Data items:
■ ■ ■ ■
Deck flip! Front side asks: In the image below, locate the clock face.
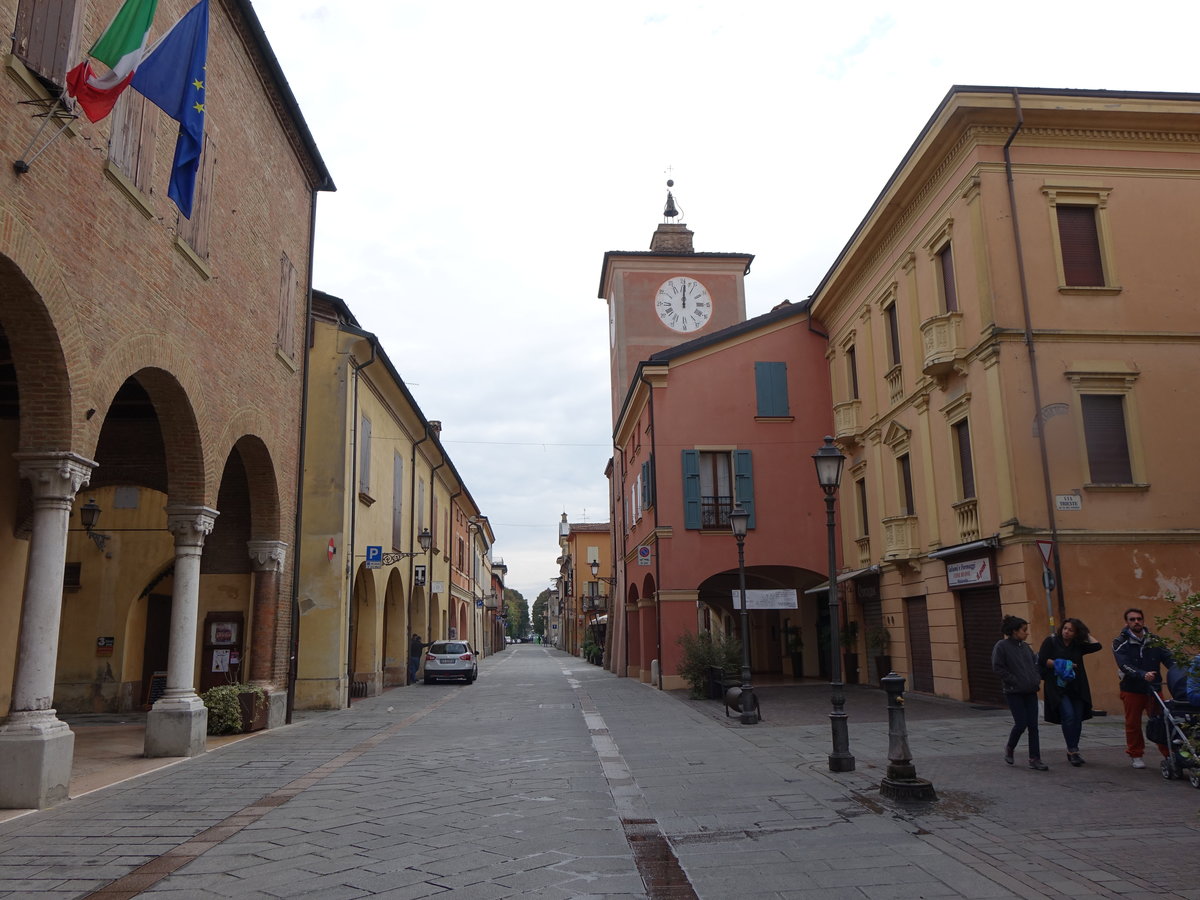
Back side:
[654,275,713,334]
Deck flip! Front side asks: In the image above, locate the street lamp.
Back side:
[730,504,758,725]
[812,434,854,772]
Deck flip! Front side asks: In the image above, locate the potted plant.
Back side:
[865,625,892,678]
[841,622,858,684]
[200,683,268,734]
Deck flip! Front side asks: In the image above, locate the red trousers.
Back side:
[1121,691,1170,757]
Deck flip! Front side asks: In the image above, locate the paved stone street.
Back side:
[0,644,1200,900]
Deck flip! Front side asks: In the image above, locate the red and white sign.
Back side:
[1038,541,1054,569]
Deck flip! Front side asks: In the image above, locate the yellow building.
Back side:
[295,292,494,709]
[550,512,613,661]
[812,88,1200,710]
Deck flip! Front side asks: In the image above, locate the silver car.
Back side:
[425,641,479,684]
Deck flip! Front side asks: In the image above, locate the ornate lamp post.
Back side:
[730,504,758,725]
[812,434,854,772]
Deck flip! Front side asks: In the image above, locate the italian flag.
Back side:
[67,0,158,122]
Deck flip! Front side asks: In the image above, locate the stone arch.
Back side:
[383,566,409,688]
[349,563,380,696]
[211,409,283,540]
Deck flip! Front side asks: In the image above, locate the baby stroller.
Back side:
[1146,666,1200,787]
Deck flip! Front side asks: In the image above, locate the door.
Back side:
[904,596,934,694]
[958,587,1004,706]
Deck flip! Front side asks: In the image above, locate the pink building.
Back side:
[600,205,832,690]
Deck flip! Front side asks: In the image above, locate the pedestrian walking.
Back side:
[1112,606,1175,769]
[1038,618,1102,767]
[408,632,428,684]
[991,616,1050,772]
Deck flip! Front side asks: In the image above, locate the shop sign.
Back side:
[731,588,798,610]
[946,557,992,588]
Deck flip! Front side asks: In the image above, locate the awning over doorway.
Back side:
[804,565,880,596]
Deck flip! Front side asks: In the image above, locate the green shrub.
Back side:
[200,684,266,734]
[677,631,742,700]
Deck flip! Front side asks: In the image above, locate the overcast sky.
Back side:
[253,0,1200,601]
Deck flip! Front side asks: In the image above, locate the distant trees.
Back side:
[504,588,529,638]
[533,588,551,640]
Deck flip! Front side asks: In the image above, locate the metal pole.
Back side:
[738,536,758,725]
[824,487,854,772]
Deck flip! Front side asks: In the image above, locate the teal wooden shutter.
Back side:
[683,450,701,528]
[734,450,755,528]
[754,362,791,416]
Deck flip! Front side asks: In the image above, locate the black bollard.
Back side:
[880,672,937,800]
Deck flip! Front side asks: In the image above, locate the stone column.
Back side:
[0,452,96,809]
[246,541,286,728]
[145,506,220,757]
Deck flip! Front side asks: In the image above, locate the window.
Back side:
[883,302,900,366]
[178,131,217,259]
[391,452,404,550]
[276,254,299,359]
[359,415,371,496]
[1055,204,1104,288]
[683,450,755,528]
[108,89,158,194]
[1080,394,1133,485]
[12,0,84,85]
[937,244,959,312]
[641,454,654,509]
[896,454,916,516]
[950,419,976,500]
[754,362,791,416]
[1042,185,1121,294]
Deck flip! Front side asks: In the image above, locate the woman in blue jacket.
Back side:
[1038,619,1100,766]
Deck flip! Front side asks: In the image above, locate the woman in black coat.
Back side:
[1038,619,1100,766]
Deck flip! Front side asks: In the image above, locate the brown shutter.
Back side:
[954,419,974,500]
[1056,205,1104,288]
[1080,394,1133,485]
[12,0,83,84]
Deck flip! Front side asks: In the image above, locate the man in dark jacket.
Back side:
[1112,607,1175,769]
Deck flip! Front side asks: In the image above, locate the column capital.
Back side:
[167,505,221,547]
[246,541,288,572]
[12,451,96,506]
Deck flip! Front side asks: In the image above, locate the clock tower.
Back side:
[600,181,754,421]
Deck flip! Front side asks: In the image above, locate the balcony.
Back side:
[886,362,904,406]
[883,516,920,559]
[833,400,863,444]
[920,312,966,379]
[954,497,979,544]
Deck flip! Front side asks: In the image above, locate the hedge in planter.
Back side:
[200,684,266,734]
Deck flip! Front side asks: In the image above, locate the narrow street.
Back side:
[0,644,1200,900]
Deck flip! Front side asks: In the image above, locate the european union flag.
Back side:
[133,0,209,218]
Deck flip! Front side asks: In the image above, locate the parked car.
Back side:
[425,641,479,684]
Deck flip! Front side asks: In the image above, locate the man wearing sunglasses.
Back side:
[1112,607,1175,769]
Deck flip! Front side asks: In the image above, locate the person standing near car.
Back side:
[991,616,1050,772]
[408,631,428,684]
[1038,619,1100,767]
[1112,606,1175,769]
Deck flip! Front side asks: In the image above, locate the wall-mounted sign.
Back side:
[732,588,797,610]
[946,557,992,588]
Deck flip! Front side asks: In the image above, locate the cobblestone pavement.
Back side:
[0,646,1200,900]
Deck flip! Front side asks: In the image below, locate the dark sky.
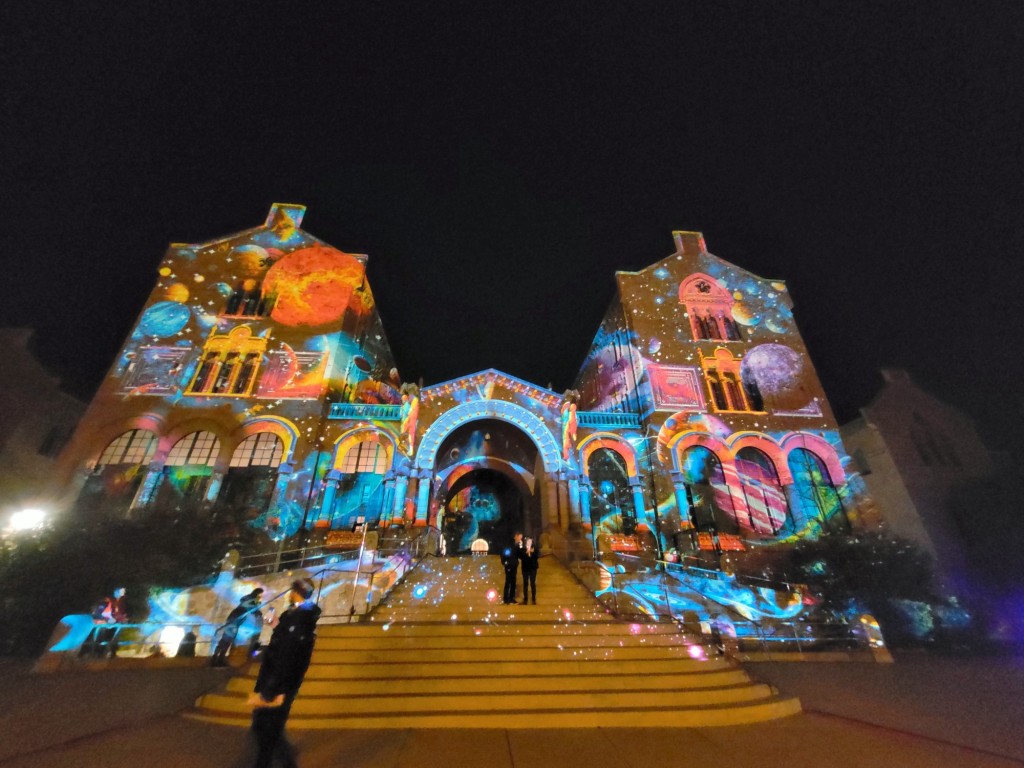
■ ■ ■ ■
Show every line of the material above that contains the word "below".

Deck flip! Front side asks: In the image below, locate the clock face.
Deck flip! Front side asks: In the image below, locate the dark sky.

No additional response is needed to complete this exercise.